Prompt: What lines in the following entries hold the word "brackets"? Copy each one.

(Records for this exercise begins)

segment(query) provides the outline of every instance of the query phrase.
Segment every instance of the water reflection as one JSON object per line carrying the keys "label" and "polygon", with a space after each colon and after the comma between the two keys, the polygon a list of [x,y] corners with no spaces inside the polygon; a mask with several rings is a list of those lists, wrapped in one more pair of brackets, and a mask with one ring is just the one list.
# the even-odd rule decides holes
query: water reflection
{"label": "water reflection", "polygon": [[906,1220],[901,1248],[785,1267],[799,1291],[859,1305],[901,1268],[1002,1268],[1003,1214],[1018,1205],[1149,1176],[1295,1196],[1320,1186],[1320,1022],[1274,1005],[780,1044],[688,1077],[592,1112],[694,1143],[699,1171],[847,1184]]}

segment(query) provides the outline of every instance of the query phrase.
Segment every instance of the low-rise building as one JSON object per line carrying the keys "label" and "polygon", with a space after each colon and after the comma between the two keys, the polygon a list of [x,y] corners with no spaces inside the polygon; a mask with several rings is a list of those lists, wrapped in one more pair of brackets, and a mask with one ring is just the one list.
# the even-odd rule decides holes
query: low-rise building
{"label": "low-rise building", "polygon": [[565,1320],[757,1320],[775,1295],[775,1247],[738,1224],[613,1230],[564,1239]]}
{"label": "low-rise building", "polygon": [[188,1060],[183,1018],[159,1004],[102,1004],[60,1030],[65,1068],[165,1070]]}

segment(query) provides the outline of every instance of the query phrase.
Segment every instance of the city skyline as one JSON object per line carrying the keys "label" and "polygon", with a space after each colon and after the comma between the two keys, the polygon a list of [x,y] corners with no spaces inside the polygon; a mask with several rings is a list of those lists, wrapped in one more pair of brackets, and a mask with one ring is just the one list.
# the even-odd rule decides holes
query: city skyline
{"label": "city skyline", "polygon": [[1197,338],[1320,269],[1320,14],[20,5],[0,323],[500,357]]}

(Records for this exercise ends)

Solved exercise:
Segment every instance of the water reflection as one JSON object per line carrying the keys "label" and "polygon", with a space after each colon and after the comma between the two keys, the polygon a list of [x,y] corners with no spaces inside the polygon; a mask with several rings is a list of those lists, wrapped in one more pair of brackets, and a mask with one ring is just the one list.
Segment every instance of the low-rise building as one JSON object per line carrying the keys "label" and "polygon", with a space after each colon and after the comma between the two keys, the polygon a list of [x,y] corners with no spaces inside the polygon; a mask with several rings is a list of those lists, wrapped in one more pair of brackets, and a mask with one ring is just the one list.
Segment every instance of the city skyline as one JSON object per line carrying the keys "label" and "polygon", with a space after each colon and after the comma between the two keys, the polygon a list of [x,y] corners with no spaces inside the polygon; a mask with several rings is a list of those lists, wrapped in one more pair of brackets, and a mask with one ring is just the one list.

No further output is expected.